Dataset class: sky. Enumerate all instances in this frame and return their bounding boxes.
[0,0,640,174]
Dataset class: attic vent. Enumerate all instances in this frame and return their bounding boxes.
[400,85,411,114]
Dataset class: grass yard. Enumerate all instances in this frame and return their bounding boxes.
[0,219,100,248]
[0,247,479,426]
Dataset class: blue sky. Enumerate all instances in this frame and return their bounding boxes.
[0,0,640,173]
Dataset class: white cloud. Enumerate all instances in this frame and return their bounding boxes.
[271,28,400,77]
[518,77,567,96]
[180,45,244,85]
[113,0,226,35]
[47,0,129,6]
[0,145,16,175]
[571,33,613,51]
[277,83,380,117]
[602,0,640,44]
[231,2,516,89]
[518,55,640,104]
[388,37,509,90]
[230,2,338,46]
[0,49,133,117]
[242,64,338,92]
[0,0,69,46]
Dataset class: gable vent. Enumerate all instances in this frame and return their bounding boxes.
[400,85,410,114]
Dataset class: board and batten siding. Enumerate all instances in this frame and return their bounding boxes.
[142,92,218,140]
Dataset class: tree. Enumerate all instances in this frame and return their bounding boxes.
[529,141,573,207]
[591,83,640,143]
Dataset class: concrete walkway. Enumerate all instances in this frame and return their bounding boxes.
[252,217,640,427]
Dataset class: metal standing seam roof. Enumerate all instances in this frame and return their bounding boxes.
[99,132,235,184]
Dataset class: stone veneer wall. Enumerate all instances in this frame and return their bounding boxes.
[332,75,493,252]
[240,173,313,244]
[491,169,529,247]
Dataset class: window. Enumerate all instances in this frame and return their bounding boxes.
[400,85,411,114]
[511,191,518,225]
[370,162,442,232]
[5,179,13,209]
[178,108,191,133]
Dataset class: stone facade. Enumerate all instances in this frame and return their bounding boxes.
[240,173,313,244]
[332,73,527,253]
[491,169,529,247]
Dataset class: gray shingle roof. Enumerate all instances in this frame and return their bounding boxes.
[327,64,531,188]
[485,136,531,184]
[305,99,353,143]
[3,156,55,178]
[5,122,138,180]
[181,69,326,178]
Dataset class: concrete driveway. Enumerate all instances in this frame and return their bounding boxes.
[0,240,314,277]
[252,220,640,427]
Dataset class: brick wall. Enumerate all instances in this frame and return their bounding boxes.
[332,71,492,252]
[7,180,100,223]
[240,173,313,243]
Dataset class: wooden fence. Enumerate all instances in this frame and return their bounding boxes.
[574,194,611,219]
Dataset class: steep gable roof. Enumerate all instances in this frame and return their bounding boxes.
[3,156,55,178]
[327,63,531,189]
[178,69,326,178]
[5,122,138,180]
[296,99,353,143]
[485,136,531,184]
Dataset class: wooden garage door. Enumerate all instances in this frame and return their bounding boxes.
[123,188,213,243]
————————
Exercise goal | Copy the listing above word for word.

The response |
Dataset class: sky. Enumerate all instances in this frame and return their bounding boxes.
[0,0,640,174]
Dataset class: attic vent. Enumerate all instances in this frame and return their bounding boxes.
[400,85,411,114]
Dataset class: grass yard. Enumerate all instances in this frame and return their bounding boxes.
[0,219,100,248]
[0,247,479,426]
Dataset class: blue sky. Enumerate all instances in this frame and return their bounding boxes.
[0,0,640,173]
Dataset class: white cloud. Enumerate all instances in this frame and return their bounding boxes.
[271,28,400,77]
[518,77,567,96]
[180,45,244,85]
[113,0,226,35]
[47,0,129,6]
[0,145,16,175]
[571,33,613,51]
[277,83,380,117]
[602,0,640,44]
[231,2,516,89]
[518,55,640,104]
[388,37,509,90]
[230,2,338,46]
[0,49,133,117]
[242,64,338,92]
[0,0,69,46]
Dataset class: gable vent. Enumerate all instances in this frame and return their bounding boxes.
[400,85,410,114]
Dataset class: board and batten siding. Enumerate all instances in this frame and return their bounding boxes.
[142,92,218,140]
Dataset class: tree. Enumerate all instances in this frame and return their bounding boxes.
[529,141,573,207]
[591,83,640,143]
Dataset class: concrete walkway. Enumerate all instances in this frame and return their bounding boxes.
[252,217,640,427]
Dataset class: metal standing seam roof. Enumerate all instances in this frame and return their bounding boxes.
[99,132,235,184]
Dataset class: stone veneer wall. Enumerate all instances in this frame and return their bounding boxes.
[332,75,493,252]
[240,173,313,244]
[491,169,529,247]
Dataset class: window. Enumerate all instances in this frame and return their bounding boxes.
[400,85,411,114]
[511,191,518,225]
[370,162,442,232]
[5,179,13,209]
[178,108,191,133]
Dataset class: stone facade. Enumerate all instances in this frame and return their bounding boxes.
[240,173,313,244]
[332,73,527,253]
[491,169,529,247]
Dataset class: gray shingle roof. Enumerate all instances in this frame and return their bounding boxes.
[327,64,531,188]
[485,136,531,184]
[305,99,353,143]
[3,156,55,178]
[5,122,138,180]
[181,69,326,178]
Dataset class: concrete driveway. Enumerate all instances in this frame and return their bounding boxes.
[0,240,314,277]
[252,220,640,427]
Dataset class: brick wall. Enumerate all instances in this frame and return their bounding boxes.
[332,71,492,252]
[7,180,100,223]
[240,173,313,243]
Dataset class: wooden fence. Enumerate all instances in this frame and return their bounding boxes.
[574,194,611,219]
Dataset class: steep gable roof. Enumerate all instances in this frame and return their bounding boxes.
[3,156,55,178]
[327,63,531,189]
[178,69,326,178]
[5,122,138,180]
[296,99,353,143]
[485,136,531,184]
Dataset class: wooden garage door. Enumerate all instances in this frame and return their bounding boxes.
[123,188,213,243]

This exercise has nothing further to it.